**Exercise goal**:
State how many lines of the items below contain the string "blue". Give only the number.

(Data listing)
>> START

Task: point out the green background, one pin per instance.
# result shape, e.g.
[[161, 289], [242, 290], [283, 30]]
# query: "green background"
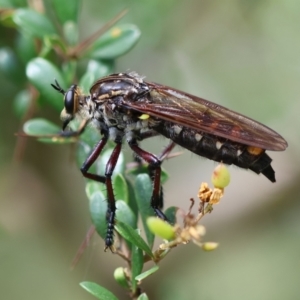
[[241, 54]]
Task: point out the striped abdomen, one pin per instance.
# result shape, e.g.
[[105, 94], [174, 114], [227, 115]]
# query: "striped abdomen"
[[219, 149]]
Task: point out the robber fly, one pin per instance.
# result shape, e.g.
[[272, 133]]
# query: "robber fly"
[[125, 107]]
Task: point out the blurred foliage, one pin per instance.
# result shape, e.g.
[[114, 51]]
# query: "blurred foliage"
[[244, 53]]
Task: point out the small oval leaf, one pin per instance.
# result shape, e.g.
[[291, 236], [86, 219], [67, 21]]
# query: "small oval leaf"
[[34, 23], [95, 70], [98, 208], [66, 10], [22, 103], [143, 192], [121, 188], [125, 214], [115, 42], [98, 291], [147, 273], [132, 236]]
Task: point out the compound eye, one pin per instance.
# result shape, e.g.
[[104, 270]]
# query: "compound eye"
[[69, 100]]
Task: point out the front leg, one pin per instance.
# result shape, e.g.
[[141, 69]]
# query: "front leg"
[[154, 166], [106, 179]]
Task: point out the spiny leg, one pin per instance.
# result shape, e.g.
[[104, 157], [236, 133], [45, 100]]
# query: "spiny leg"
[[154, 164], [161, 157], [106, 179]]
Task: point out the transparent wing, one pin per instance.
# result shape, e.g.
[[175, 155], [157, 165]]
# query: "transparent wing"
[[190, 111]]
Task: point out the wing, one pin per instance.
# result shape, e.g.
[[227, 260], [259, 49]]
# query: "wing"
[[190, 111]]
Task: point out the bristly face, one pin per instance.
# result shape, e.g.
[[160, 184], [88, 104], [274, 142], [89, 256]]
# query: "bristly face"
[[129, 106], [125, 107]]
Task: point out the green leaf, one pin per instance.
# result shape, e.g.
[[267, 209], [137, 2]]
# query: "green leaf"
[[115, 42], [66, 10], [95, 70], [98, 291], [69, 71], [137, 263], [131, 197], [161, 228], [143, 297], [70, 29], [121, 278], [132, 236], [92, 187], [45, 131], [124, 214], [103, 159], [41, 74], [170, 213], [143, 193], [98, 209], [83, 150], [143, 168], [121, 188], [34, 23], [147, 273], [10, 66], [25, 47], [22, 103], [12, 3]]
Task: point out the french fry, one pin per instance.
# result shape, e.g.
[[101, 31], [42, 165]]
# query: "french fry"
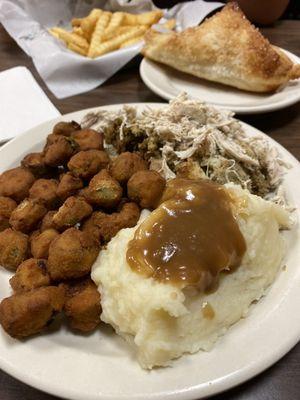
[[114, 23], [170, 24], [115, 43], [102, 31], [76, 21], [148, 18], [98, 33], [78, 30], [88, 24], [119, 31], [129, 19], [77, 49], [69, 37], [132, 41]]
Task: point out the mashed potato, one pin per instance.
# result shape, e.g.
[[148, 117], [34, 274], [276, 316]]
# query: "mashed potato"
[[164, 321]]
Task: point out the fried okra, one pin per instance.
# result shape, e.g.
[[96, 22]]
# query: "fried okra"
[[15, 183], [58, 150], [71, 212], [105, 226], [88, 139], [44, 191], [104, 190], [65, 128], [86, 164], [25, 314], [146, 188], [125, 165], [31, 274], [71, 255], [68, 185], [35, 163], [47, 221], [7, 206], [40, 243], [27, 215], [82, 306], [13, 248]]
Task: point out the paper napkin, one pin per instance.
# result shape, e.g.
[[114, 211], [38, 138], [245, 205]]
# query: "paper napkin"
[[23, 104]]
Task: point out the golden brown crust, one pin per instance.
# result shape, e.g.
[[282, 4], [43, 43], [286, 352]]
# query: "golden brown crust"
[[225, 48]]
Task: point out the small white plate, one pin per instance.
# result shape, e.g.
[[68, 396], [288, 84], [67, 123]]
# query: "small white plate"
[[167, 82], [100, 366]]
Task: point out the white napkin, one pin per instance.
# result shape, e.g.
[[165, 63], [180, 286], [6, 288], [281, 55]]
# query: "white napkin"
[[67, 73], [23, 104]]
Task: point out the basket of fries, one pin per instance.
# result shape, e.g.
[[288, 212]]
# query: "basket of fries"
[[76, 45], [101, 32]]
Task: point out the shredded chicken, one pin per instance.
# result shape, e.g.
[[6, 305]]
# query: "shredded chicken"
[[188, 134]]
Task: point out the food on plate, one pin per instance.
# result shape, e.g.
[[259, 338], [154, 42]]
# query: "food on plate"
[[125, 165], [190, 131], [145, 188], [74, 210], [68, 204], [71, 255], [104, 226], [40, 242], [13, 248], [104, 190], [27, 215], [225, 48], [58, 150], [68, 185], [35, 163], [15, 183], [28, 313], [45, 192], [31, 274], [88, 139], [161, 206], [47, 221], [86, 164], [199, 272], [7, 205], [82, 306], [101, 31]]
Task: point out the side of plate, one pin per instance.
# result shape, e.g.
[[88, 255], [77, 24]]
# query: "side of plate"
[[168, 83]]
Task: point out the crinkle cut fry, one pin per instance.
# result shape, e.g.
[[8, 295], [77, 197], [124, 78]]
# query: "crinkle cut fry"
[[115, 43], [98, 34]]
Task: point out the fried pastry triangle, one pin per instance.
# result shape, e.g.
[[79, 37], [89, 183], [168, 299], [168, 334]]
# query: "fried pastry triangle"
[[225, 48]]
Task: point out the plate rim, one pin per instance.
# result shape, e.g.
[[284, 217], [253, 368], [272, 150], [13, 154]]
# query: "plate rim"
[[193, 392], [242, 110]]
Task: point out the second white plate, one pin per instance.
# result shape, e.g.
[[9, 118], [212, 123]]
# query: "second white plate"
[[168, 83]]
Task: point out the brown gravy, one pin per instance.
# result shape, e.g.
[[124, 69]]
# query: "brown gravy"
[[190, 238]]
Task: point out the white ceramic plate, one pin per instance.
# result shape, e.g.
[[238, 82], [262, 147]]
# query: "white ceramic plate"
[[168, 83], [100, 366]]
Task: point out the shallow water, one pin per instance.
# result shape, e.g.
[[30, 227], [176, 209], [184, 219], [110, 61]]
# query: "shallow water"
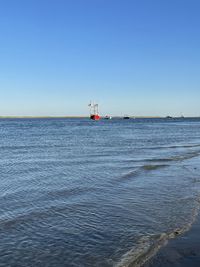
[[75, 192]]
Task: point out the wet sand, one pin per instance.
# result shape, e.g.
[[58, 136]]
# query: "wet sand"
[[183, 251]]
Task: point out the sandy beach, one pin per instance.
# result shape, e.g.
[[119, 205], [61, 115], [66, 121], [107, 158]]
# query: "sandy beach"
[[183, 251]]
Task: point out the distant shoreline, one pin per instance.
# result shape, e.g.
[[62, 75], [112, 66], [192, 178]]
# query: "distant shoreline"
[[85, 117]]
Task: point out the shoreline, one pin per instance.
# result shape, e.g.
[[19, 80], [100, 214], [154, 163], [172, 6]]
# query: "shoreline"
[[85, 117], [182, 251]]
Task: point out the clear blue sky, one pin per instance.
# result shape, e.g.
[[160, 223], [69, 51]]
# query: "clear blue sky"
[[136, 57]]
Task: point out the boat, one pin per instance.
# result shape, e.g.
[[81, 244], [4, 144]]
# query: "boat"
[[126, 117], [94, 111], [107, 117]]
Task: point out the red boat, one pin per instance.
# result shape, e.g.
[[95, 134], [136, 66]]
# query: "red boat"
[[94, 117], [94, 112]]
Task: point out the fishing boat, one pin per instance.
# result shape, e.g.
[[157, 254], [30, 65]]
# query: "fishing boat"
[[126, 117], [107, 117], [94, 111]]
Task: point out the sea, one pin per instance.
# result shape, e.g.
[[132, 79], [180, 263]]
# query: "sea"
[[82, 193]]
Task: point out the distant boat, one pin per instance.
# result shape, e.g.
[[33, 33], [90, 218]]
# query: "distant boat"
[[94, 111], [126, 117], [107, 117]]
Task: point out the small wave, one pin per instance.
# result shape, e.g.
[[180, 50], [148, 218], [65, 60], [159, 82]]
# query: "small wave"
[[147, 247], [173, 146], [154, 167], [175, 158], [140, 169]]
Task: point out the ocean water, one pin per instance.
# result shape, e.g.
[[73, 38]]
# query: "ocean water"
[[81, 193]]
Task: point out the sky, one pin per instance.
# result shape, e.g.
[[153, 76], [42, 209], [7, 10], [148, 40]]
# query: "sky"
[[135, 57]]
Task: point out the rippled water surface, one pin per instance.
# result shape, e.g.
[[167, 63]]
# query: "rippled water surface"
[[75, 192]]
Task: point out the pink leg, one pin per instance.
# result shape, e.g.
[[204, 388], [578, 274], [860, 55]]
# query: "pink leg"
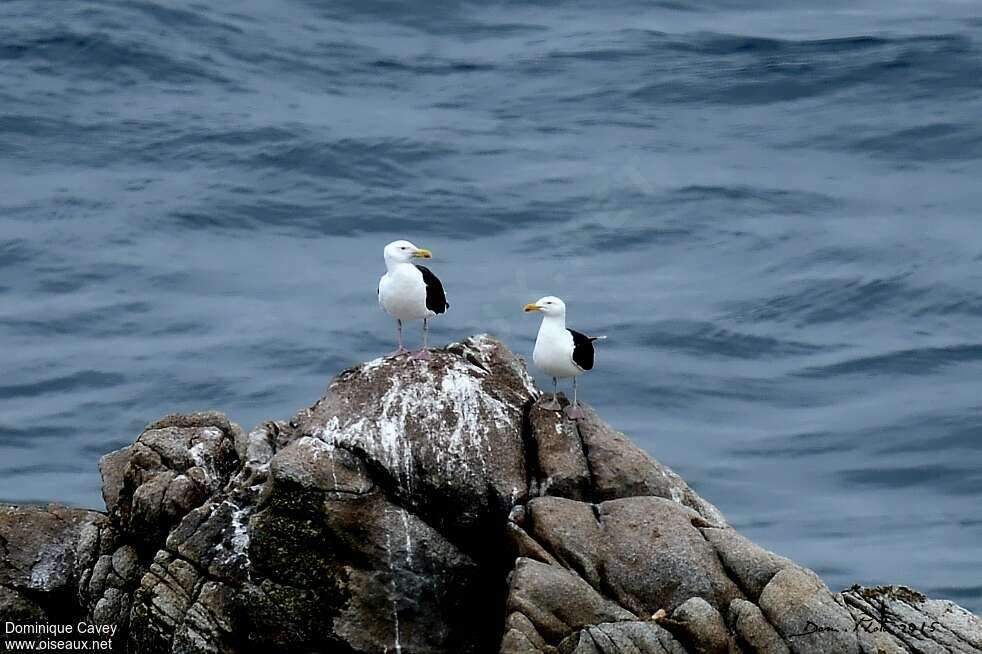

>> END

**Final result**:
2